» What is expected
Produce an exact copy of the listing.

» Data
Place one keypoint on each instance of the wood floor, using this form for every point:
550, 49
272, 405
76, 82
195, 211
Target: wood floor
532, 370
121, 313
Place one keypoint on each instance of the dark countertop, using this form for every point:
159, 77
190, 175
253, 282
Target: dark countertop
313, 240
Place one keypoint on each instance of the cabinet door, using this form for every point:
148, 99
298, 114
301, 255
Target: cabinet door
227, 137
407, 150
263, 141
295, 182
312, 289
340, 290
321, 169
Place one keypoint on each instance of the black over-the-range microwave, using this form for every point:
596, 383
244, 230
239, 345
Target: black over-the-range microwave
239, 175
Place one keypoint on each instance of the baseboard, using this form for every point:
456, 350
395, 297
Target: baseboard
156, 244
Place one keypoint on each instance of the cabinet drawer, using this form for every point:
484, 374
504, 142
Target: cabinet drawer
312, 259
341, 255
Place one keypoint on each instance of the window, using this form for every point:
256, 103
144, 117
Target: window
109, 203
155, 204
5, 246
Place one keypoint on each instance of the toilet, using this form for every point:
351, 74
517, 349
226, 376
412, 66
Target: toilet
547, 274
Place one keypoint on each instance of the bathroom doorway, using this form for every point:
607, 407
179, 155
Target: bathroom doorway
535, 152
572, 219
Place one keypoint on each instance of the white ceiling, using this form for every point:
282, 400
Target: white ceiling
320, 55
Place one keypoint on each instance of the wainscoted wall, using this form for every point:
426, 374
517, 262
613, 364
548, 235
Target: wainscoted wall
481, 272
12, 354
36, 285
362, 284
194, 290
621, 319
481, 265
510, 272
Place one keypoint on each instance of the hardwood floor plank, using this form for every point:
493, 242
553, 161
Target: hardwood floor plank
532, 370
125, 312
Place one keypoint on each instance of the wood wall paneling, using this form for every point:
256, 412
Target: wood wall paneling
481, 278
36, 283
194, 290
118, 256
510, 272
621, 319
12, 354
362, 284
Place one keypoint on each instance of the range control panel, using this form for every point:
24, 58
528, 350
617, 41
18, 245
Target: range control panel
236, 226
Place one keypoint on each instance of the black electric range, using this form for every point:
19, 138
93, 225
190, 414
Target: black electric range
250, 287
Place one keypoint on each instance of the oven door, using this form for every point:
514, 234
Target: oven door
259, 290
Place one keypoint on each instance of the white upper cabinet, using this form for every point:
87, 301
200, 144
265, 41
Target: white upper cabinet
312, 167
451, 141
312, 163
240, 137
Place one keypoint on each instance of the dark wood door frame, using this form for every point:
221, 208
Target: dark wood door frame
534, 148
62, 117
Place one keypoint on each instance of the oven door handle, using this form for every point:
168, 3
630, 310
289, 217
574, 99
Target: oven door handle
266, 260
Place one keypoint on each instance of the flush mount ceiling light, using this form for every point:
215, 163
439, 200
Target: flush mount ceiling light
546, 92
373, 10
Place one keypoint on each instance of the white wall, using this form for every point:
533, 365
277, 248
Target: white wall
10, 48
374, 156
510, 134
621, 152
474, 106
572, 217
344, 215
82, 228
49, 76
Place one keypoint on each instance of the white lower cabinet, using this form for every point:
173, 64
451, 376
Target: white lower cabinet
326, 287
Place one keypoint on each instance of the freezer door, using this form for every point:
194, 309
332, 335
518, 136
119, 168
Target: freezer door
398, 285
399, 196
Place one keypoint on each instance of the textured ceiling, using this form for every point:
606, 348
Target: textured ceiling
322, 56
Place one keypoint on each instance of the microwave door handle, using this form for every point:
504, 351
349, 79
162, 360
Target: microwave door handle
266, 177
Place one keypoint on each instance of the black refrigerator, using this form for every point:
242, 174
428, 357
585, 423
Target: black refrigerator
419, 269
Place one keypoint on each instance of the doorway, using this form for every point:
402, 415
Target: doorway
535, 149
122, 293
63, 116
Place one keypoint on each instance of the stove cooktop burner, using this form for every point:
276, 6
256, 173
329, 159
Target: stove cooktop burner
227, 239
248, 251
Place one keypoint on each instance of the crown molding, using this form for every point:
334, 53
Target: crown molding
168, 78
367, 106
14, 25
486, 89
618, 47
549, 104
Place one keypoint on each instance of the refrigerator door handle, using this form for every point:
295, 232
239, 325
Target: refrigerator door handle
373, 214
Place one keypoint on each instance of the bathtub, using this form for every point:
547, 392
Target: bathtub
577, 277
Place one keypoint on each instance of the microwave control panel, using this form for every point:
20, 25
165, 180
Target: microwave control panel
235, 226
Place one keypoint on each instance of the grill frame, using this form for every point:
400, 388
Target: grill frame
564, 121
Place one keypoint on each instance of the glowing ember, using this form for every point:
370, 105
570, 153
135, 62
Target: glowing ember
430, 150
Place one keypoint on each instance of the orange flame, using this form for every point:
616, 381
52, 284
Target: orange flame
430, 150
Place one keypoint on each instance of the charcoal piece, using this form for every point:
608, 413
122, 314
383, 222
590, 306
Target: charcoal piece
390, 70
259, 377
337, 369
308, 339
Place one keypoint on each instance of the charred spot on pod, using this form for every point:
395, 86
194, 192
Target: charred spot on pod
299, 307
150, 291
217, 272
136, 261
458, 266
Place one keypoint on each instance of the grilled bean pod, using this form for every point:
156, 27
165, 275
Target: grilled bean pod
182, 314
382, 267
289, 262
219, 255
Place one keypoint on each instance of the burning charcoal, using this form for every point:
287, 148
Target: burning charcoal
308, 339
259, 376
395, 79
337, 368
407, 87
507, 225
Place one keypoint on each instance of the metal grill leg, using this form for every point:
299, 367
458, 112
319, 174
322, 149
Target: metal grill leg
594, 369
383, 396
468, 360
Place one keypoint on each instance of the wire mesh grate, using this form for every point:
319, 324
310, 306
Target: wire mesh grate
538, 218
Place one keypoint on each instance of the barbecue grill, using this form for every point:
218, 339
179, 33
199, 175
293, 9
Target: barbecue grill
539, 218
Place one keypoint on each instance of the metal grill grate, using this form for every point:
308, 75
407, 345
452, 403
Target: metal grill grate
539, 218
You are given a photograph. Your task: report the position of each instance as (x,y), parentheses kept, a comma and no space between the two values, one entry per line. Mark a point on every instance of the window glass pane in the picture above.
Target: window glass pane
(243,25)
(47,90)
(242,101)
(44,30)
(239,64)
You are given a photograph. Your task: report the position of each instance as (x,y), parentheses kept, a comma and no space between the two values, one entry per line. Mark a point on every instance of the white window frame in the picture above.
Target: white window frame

» Output of the task
Place one keypoint on each instance of the wood floor, using this form for every point:
550, 49
272, 405
76, 82
195, 211
Target: wood floor
532, 370
121, 313
Place one keypoint on each instance of the dark countertop, using this form for every point:
159, 77
190, 175
253, 282
Target: dark countertop
313, 240
Place one keypoint on each instance of the cabinet door, using this form for every point:
148, 99
298, 114
301, 255
Target: cabinet door
227, 137
407, 150
263, 141
295, 182
312, 289
340, 290
321, 169
Place one keypoint on each instance of the black over-the-range microwave, using this form for every point:
596, 383
244, 230
239, 345
Target: black over-the-range microwave
239, 175
Place one keypoint on each instance of the baseboard, using this form for every point:
456, 350
395, 297
Target: baseboard
156, 244
Place one keypoint on each instance of the cabinet drawer, using this form for every point:
484, 374
504, 142
Target: cabinet drawer
312, 259
341, 255
Place one keypoint on each instance of the window, using this form for every point:
256, 103
144, 117
Target: window
109, 203
155, 204
5, 246
Place one keypoint on each instance of the toilet, using this form for every point:
351, 74
517, 349
226, 376
412, 66
Target: toilet
547, 274
Place one keypoint on each instance of the bathroom doorway, using this form for every point:
607, 407
179, 155
Target: bathroom doorway
535, 152
572, 219
Place one keypoint on each instance of the white ceiling, using this form for every point:
282, 400
Target: white ceiling
320, 55
Place one keypoint on each instance of the wainscoted wall, using this form for every point:
426, 374
517, 262
613, 364
548, 235
Target: wainscoted wall
481, 272
12, 354
36, 285
362, 284
194, 290
621, 319
481, 265
510, 272
Place one keypoint on each instance of the hardwood floor plank, using this form for every point:
493, 242
553, 161
Target: hardwood floor plank
532, 370
125, 312
Place one keypoint on each instance of the wood wall paneling, using this form for every point:
256, 412
Target: wood wall paneling
481, 278
36, 283
194, 290
118, 256
510, 272
621, 319
12, 354
362, 284
Place one keypoint on each instance of the range control panel, using this form for every point:
24, 58
528, 350
617, 41
18, 245
Target: range control panel
236, 226
Place one keypoint on each instance of the black electric range, using this form for every point:
19, 138
93, 225
190, 414
Target: black electric range
250, 287
Place one keypoint on each instance of the oven door, using this form for every point:
514, 234
Target: oven door
259, 290
Place one keypoint on each instance of the white upper cabinet, using this form for every point:
87, 301
200, 144
265, 41
Target: white upper cabinet
312, 167
451, 141
312, 163
240, 137
Place one keypoint on each instance of the dark wood door frame, using this form for every point:
221, 208
Target: dark wood door frame
534, 148
62, 117
Place one keypoint on each instance of the oven door handle, using this form for every point:
168, 3
630, 310
289, 217
574, 99
Target: oven door handle
266, 260
Place one keypoint on each instance of the flush mount ceiling light, using this form for every point:
215, 163
439, 200
Target: flush mount ceiling light
546, 92
373, 10
Place one keypoint on each instance of the white wall, using this form for every point:
533, 365
277, 248
Target: white wall
10, 48
374, 156
510, 134
621, 152
474, 106
572, 217
344, 215
82, 228
49, 76
Place one keypoint on each instance of the white lower cabinet, using this form for every point:
173, 64
451, 376
Target: white lower cabinet
326, 287
Place one keypoint on each instance of the freezer door, using this form for every point:
194, 309
332, 335
518, 136
119, 168
Target: freezer door
398, 285
399, 196
Place one keypoint on each instance of the textured ceiling, using this form for every point:
606, 348
Target: textured ceiling
322, 56
Place one keypoint on each instance of the microwave door handle, using this form for every point:
504, 351
349, 79
162, 360
Target: microwave door handle
266, 177
Place one keypoint on each instance of the black refrigerator, using this form for every point:
242, 174
428, 357
585, 423
Target: black refrigerator
419, 269
Place one keypoint on each instance of the doorway, using this form for every point:
402, 415
Target: doorway
535, 149
122, 293
63, 116
Place one keypoint on each instance of the stove cooktop burner, using this form for every point:
276, 6
256, 173
329, 159
Target: stove cooktop burner
227, 239
248, 251
Place one keypoint on each instance of the crown molding, using this form for every point:
334, 53
Target: crown molding
168, 78
367, 106
14, 25
486, 89
618, 47
549, 104
Place one keypoint on each instance of the refrigerator door handle, using this form for every point:
295, 232
239, 325
Target: refrigerator door handle
373, 214
Place one keypoint on each instance of the bathtub, using this form for every point:
547, 392
Target: bathtub
577, 277
Place one keypoint on each instance of the microwave control panel, using this form for every point:
20, 25
165, 180
Target: microwave control panel
235, 226
Place one keypoint on each instance of the grill frame, using this form for every point:
400, 388
Target: grill frame
564, 121
Place one keypoint on each instance of the glowing ember, using this form for every point:
370, 105
570, 153
135, 62
Target: glowing ember
430, 150
Place one keypoint on each instance of the orange flame, using this form for every point:
616, 381
52, 284
Target: orange flame
430, 150
Place one keypoint on each instance of the charcoal piece, using this form for every point:
608, 413
122, 314
383, 222
590, 306
Target: charcoal piece
390, 70
259, 377
337, 369
308, 339
Place one keypoint on each instance of the charred spot on pod, using this form for every point:
395, 86
194, 192
Target: charred spot on pod
299, 307
150, 291
217, 272
136, 261
458, 266
Place one keypoint on each instance of the grilled bean pod, using this form for every point:
156, 27
165, 275
Target: grilled bean pod
182, 314
382, 267
289, 262
219, 255
Place one keypoint on each instance of the burning charcoal, using this form for every point:
287, 148
Target: burning charcoal
308, 339
259, 376
395, 79
337, 368
407, 87
507, 225
Place one keypoint on each instance of the metal grill leg, using this form for every point:
299, 367
458, 112
319, 174
322, 149
Target: metal grill leg
594, 369
383, 396
468, 360
Place one keypoint on each instance of the wire mesh grate, using this form for every point:
319, 324
310, 306
Target: wire mesh grate
538, 218
Place one keypoint on each instance of the barbecue grill, using this form for every point:
218, 339
179, 33
199, 175
293, 9
Target: barbecue grill
539, 218
Place one keypoint on each instance of the metal grill grate, using this form for every point:
308, 75
407, 345
452, 403
Target: metal grill grate
539, 218
You are given a photograph. Your task: report the position of each instance as (x,y), parentheses kept, a comma and no space between the two values, one entry per line. Mark a point on every instance of the window glass pane in the picture above.
Target: window glass pane
(243,25)
(47,90)
(242,101)
(44,30)
(239,64)
You are given a photograph. Your task: report the position of each instance as (x,y), parentheses kept, a comma and no space between the two values, one entry per line. Mark a point on every instance of the white window frame in the picture above.
Target: white window frame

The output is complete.